▶ _WHAT IS REQUIRED_
Reproduce the stretch from the line containing "Shelf-set audit: indicate the white chest" through the end of the lines, requests included. Scale every coordinate in the answers by 1.7 and round each result to a whole number, with halves rounded up.

▶ _RECORDS FOR THIS EXERCISE_
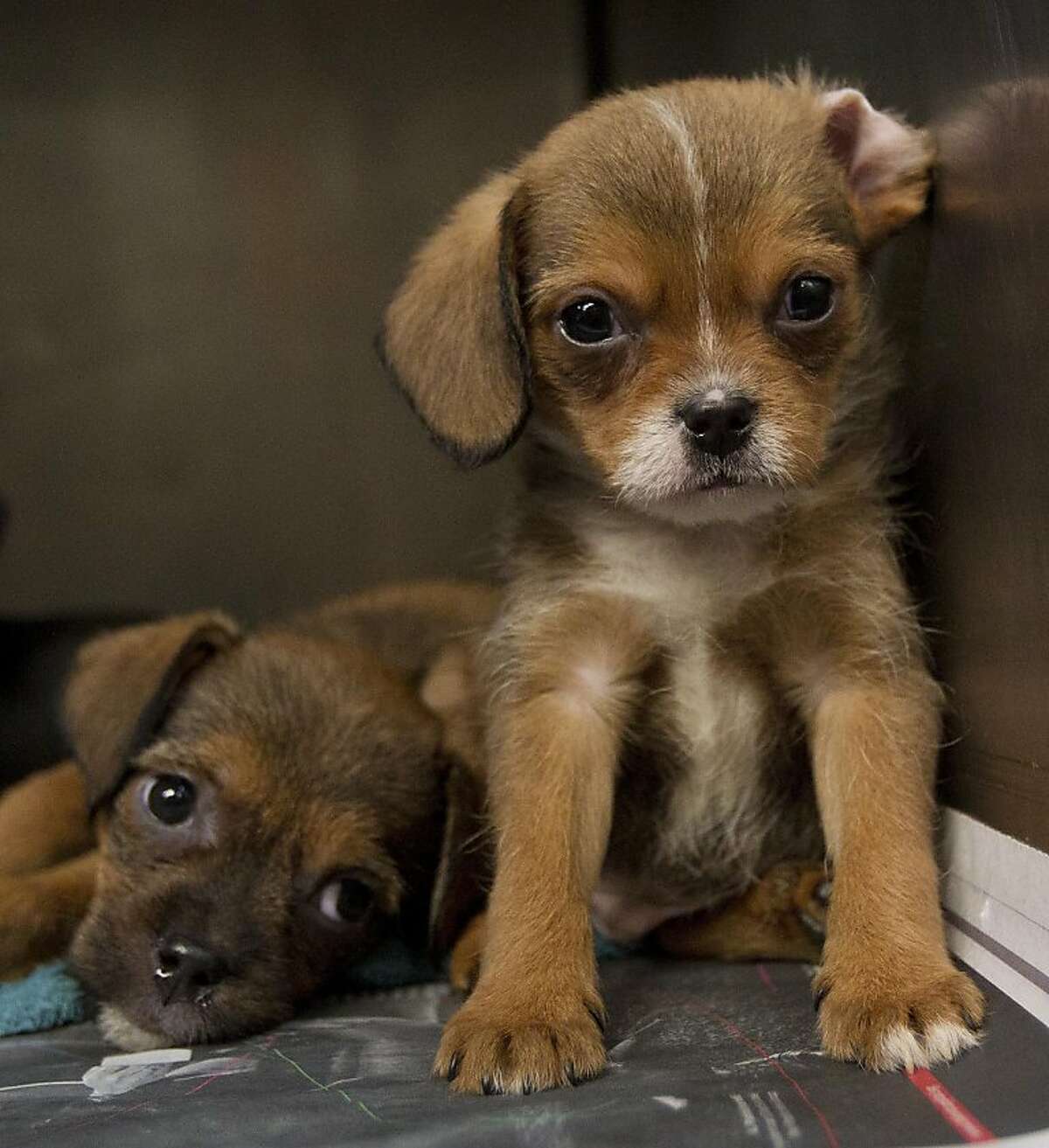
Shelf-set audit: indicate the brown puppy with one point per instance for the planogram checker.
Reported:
(268, 809)
(707, 655)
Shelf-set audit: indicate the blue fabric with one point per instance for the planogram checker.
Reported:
(47, 998)
(50, 997)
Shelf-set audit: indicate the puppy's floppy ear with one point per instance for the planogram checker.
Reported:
(123, 685)
(454, 336)
(887, 164)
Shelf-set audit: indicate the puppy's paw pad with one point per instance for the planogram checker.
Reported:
(907, 1029)
(484, 1053)
(811, 899)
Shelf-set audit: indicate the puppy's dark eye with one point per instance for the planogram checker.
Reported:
(345, 901)
(808, 299)
(589, 320)
(171, 798)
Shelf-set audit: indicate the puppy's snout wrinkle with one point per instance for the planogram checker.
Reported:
(186, 971)
(719, 428)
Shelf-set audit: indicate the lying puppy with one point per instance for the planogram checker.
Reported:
(268, 809)
(707, 657)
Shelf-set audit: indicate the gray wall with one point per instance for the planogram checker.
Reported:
(204, 210)
(969, 293)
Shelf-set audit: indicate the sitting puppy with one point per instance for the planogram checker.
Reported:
(707, 659)
(268, 809)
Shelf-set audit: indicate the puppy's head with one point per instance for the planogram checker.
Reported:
(671, 285)
(268, 810)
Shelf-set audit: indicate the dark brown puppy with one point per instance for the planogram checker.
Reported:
(706, 660)
(268, 809)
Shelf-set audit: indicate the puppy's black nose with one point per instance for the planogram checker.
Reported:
(719, 428)
(185, 971)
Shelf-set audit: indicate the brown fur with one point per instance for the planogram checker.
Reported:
(670, 649)
(312, 759)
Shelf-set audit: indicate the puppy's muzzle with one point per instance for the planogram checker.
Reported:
(186, 971)
(719, 428)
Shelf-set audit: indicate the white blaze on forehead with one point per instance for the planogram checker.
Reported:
(673, 123)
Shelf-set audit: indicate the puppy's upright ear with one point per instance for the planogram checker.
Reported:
(887, 164)
(455, 337)
(123, 685)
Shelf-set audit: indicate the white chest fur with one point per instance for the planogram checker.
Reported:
(688, 583)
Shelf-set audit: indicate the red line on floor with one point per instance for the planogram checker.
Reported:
(829, 1133)
(971, 1130)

▶ _SOLUTION_
Shelf-set audit: indicate the white chest fur with one point per instance for the planogram checker.
Reported:
(1170, 991)
Shelf-set audit: indicate the red line on floor with one point per instance for the planogram checker.
Reported:
(1409, 1926)
(1651, 1921)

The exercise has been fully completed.